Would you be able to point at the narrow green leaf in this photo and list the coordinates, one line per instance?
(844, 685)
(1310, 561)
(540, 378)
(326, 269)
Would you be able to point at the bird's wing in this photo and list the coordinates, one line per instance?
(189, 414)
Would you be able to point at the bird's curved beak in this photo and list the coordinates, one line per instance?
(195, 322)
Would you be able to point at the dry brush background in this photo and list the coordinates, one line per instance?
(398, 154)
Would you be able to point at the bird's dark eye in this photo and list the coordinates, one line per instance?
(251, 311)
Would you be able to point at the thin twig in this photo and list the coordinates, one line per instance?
_ _ _
▶ _Exercise instructions_
The whole listing should be copied verbatim.

▶ _Task answer_
Would you be able to point at the narrow green leaf in this photo and list the coordinates, one line per instance?
(844, 685)
(1310, 561)
(540, 378)
(326, 269)
Would you be able to point at the bird's wing in this photo and list the coordinates, one line per instance?
(189, 414)
Would you be able to point at the bird's curved beak in this photo and list the coordinates, one line per instance?
(195, 322)
Would you be able to point at the dry brush background in this photo and list the coordinates, one line per instance?
(398, 154)
Would you be able to point at the bird's dark eye in this photo and list the coordinates, one line per instance?
(251, 311)
Would you be able to point at the thin twig in this photo and list the coordinates, one line per instance?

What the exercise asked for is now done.